Retype every entry exactly, character for character.

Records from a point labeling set
— Begin —
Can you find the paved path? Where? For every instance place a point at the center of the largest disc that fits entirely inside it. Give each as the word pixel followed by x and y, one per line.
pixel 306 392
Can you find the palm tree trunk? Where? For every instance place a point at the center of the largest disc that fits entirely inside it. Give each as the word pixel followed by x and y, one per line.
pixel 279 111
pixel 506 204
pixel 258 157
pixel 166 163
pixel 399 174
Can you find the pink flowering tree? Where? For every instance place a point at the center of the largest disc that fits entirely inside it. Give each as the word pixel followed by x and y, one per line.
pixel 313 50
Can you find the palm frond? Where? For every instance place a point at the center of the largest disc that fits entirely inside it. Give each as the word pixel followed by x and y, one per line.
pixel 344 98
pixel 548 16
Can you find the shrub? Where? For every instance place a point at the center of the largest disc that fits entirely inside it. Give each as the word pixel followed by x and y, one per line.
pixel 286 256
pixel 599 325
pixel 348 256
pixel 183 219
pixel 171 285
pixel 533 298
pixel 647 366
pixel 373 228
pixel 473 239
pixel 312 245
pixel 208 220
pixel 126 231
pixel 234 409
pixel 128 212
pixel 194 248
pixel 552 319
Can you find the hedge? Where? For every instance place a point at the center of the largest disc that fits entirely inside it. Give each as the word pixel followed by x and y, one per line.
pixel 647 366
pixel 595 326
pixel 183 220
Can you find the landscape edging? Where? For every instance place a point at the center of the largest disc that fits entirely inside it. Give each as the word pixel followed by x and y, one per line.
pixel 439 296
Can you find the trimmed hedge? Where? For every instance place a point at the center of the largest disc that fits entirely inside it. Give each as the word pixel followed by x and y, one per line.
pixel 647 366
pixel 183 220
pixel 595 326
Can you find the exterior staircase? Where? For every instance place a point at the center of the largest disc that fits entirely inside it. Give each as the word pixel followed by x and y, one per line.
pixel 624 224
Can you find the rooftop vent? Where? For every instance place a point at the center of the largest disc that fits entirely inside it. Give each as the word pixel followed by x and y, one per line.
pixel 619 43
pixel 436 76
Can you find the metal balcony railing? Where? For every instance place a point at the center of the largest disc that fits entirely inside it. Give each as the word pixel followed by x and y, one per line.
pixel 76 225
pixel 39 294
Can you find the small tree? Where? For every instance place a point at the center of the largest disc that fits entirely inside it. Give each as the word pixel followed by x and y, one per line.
— End —
» Solution:
Can you find the paved path? Where? For every instance place a point at the center of the largest disc that fits entirely inside it. Give each as the word pixel followed by x and y, one per line.
pixel 306 392
Can you find the palm tree trunk? Where? For every instance place a point at the center of the largest disc that fits entirely inside it. Give each as the word pixel followed by x and y, one per line.
pixel 279 111
pixel 506 204
pixel 258 157
pixel 166 163
pixel 399 174
Can you find the pink flowering tree? Where? For every instance place a point at the center of the largest disc that fits entirely inside it. Give each as the word pixel followed by x and y, one per line.
pixel 313 50
Can you find the palm frond? Where? For every instance place a point at the center of the largest disc that fits entirely inside it. Give each as the word pixel followed by x and y, one per line.
pixel 344 98
pixel 548 16
Can you find the shrub? Where? For every instance place a point at the center of the largest disc that fits entirely inside it. Give each as the word pixel followed by x and y, one per line.
pixel 286 256
pixel 599 325
pixel 348 256
pixel 183 219
pixel 171 285
pixel 533 298
pixel 647 366
pixel 373 228
pixel 473 239
pixel 312 245
pixel 208 220
pixel 126 231
pixel 234 409
pixel 128 212
pixel 194 248
pixel 552 319
Can you find the hedge? Where? For every instance place a point at the center of the largest disc that fits entirely inside it. Give each as the word pixel followed by x and y, one per line.
pixel 647 366
pixel 595 326
pixel 183 220
Can you find the landscape edging? Where? For every instance place a point at the center of the largest disc that fits entirely inside it. Give each as the word pixel followed by x and y, one per line.
pixel 439 296
Can you find the trimmed hedge? Where? For every instance place a point at the center of the largest disc that fits entirely inside it. Give each as the word pixel followed by x and y, one per line.
pixel 647 366
pixel 183 220
pixel 595 326
Can you find the exterior staircase? Where? For every instance place a point at the center of the largest disc that fits entirely inside it. Give each as the word pixel followed by x and y, one per line.
pixel 624 224
Can you find the rooftop vent? Where? For every instance place a point at the center of the largest disc that fits entirely inside it. Give each as the word pixel followed by x and y, one per line.
pixel 619 43
pixel 436 76
Can you find the metal balcony railing? Where? For every instance place a point at the center of the largest disc that fits entirely inside it. Give each as the word pixel followed by x and y, one per line.
pixel 76 225
pixel 39 294
Can you find the small tree? Where? For every instance place a point at the center of the largest disc that fits entirely inside it. Give each as the word pixel followed by x and y, one per line.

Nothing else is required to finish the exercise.